--- MATERIAL SUPPLIED ---

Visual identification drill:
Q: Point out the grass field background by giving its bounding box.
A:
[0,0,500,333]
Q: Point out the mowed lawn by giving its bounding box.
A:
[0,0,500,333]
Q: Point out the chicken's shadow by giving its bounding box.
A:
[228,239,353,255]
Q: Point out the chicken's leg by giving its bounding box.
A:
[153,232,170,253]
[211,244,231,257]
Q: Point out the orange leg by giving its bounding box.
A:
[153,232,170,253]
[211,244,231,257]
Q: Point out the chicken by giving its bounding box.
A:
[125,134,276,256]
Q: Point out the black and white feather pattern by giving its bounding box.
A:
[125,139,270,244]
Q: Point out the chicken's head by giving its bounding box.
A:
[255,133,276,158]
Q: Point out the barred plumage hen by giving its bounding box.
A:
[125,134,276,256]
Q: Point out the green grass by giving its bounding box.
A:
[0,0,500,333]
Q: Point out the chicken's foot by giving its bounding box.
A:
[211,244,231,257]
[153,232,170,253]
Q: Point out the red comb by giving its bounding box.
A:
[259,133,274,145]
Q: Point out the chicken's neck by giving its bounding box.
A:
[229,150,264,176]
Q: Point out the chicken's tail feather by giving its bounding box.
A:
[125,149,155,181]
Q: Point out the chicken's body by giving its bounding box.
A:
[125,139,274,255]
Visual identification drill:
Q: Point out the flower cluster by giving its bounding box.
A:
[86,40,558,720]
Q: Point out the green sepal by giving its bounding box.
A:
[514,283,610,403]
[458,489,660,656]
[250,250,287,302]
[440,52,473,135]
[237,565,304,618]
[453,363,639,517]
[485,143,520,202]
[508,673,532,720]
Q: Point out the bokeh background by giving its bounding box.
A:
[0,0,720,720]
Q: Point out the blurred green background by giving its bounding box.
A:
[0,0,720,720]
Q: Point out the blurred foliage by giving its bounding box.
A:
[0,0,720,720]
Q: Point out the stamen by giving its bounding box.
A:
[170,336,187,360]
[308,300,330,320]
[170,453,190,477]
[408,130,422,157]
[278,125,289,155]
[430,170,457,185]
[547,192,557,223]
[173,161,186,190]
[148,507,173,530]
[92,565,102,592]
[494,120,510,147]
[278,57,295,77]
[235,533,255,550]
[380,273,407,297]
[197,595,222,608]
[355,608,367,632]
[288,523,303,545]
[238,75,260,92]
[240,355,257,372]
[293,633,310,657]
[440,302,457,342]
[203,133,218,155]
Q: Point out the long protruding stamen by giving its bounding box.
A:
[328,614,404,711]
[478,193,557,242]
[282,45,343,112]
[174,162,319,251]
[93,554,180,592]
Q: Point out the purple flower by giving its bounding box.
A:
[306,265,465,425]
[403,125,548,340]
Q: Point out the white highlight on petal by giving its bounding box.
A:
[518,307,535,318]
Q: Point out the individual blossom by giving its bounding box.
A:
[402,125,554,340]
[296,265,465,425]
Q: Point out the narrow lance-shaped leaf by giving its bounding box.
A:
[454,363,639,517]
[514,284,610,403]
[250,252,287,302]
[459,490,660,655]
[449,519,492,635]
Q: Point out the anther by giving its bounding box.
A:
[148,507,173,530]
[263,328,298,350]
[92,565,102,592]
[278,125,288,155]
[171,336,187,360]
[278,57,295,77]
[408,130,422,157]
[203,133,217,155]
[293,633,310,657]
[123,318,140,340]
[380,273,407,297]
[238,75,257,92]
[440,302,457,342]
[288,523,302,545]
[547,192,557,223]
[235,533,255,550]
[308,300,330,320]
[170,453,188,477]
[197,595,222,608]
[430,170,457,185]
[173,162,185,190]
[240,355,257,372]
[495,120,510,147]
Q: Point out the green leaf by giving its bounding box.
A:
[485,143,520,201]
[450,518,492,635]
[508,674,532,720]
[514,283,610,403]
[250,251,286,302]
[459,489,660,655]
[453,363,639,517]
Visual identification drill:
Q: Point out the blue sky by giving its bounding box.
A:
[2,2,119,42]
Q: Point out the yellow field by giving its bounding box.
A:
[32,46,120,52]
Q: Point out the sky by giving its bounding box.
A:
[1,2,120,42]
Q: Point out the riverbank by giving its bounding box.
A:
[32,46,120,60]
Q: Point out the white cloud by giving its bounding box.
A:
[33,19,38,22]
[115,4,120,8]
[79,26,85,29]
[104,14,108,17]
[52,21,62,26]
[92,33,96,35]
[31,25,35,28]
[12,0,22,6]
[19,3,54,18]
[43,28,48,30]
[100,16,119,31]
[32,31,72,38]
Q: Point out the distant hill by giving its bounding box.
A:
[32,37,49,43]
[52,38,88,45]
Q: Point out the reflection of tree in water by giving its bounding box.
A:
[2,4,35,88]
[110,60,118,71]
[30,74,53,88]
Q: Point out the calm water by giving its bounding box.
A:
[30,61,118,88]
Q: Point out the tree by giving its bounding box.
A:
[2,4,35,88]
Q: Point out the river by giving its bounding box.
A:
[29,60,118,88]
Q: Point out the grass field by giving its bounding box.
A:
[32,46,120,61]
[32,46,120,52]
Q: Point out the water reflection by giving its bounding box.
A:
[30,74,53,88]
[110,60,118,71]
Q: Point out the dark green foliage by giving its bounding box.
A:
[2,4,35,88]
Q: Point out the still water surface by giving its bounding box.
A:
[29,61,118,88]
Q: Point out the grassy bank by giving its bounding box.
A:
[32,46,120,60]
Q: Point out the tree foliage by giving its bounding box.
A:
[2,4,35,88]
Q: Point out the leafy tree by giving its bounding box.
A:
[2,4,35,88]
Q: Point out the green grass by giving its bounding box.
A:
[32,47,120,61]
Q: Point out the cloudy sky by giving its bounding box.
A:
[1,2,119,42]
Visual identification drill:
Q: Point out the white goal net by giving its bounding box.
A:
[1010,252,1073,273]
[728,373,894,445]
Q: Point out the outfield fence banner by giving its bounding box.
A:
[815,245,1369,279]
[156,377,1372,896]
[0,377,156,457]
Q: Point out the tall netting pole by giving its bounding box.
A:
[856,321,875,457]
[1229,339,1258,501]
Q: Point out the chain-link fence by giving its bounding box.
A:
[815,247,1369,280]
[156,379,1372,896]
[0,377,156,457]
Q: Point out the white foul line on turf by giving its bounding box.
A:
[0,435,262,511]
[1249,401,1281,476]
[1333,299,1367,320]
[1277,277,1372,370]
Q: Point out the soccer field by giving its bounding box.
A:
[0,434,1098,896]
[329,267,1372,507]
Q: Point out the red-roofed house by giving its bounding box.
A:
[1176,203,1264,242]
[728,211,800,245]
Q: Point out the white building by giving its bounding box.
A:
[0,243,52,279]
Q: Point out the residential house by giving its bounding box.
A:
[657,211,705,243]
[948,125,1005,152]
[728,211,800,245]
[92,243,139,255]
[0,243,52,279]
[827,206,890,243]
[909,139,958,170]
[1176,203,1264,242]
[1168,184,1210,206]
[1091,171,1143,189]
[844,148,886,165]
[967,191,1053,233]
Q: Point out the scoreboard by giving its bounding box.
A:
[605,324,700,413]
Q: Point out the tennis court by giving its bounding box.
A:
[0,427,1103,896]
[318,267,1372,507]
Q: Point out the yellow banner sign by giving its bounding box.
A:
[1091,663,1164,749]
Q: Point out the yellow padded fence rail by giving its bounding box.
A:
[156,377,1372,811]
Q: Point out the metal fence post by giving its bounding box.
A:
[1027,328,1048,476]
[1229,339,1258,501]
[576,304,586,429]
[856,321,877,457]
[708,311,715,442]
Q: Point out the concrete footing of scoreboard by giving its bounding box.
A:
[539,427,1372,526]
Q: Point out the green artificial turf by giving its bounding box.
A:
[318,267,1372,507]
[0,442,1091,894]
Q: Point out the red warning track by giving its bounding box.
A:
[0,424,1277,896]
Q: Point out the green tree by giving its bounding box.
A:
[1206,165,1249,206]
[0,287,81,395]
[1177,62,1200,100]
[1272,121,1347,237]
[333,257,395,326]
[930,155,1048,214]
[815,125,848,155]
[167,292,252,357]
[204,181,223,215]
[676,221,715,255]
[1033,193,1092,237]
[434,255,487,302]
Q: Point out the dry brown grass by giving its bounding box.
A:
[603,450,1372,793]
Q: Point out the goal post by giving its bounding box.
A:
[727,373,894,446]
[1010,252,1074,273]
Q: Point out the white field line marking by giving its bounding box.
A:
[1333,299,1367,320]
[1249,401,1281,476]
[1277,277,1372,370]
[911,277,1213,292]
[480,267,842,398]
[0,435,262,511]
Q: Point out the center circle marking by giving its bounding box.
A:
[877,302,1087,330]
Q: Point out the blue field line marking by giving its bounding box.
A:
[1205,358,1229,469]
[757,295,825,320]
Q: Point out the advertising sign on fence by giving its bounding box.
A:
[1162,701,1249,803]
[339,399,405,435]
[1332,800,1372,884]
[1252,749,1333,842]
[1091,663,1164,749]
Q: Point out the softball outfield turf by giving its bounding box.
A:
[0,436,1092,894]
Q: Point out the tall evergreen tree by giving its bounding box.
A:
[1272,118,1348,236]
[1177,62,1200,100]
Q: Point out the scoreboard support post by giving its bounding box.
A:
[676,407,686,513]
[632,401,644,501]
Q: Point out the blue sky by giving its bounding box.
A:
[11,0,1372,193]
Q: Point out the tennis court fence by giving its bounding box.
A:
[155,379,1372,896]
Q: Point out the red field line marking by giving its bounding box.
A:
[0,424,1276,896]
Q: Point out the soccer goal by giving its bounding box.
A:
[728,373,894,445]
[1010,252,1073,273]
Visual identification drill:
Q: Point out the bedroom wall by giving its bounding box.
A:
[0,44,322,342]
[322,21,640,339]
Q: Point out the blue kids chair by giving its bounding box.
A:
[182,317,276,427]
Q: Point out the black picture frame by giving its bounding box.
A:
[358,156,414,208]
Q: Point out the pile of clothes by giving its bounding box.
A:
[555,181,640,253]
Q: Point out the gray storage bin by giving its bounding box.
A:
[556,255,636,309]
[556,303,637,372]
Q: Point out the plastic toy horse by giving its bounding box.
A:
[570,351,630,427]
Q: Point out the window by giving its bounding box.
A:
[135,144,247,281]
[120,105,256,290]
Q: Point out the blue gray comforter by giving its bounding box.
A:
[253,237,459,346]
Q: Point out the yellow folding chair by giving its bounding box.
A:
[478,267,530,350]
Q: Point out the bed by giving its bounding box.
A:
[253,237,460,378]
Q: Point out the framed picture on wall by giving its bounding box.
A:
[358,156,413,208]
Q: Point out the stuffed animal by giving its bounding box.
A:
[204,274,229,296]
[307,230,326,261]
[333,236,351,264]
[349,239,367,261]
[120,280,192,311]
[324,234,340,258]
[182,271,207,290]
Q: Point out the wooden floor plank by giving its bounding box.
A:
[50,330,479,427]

---

GOAL OF THE EXERCISE -
Copy the listing word for word, from the line holding "Q: Point out the chicken's head" through the line holding "[259,133,274,145]", both included.

SOLUTION TO THE PROBLEM -
Q: Point out the chicken's head by giving its bounding box.
A:
[255,133,276,158]
Q: Point out the barred plumage hen by giving its bounding box.
A:
[125,134,276,256]
Q: Point out the green grass by giving its bounding box.
A:
[0,0,500,333]
Q: Point out the chicken's foot by giving its bounding box.
A:
[211,244,231,257]
[153,232,170,253]
Q: Point out the red comb by giving its bounding box.
A:
[259,133,274,145]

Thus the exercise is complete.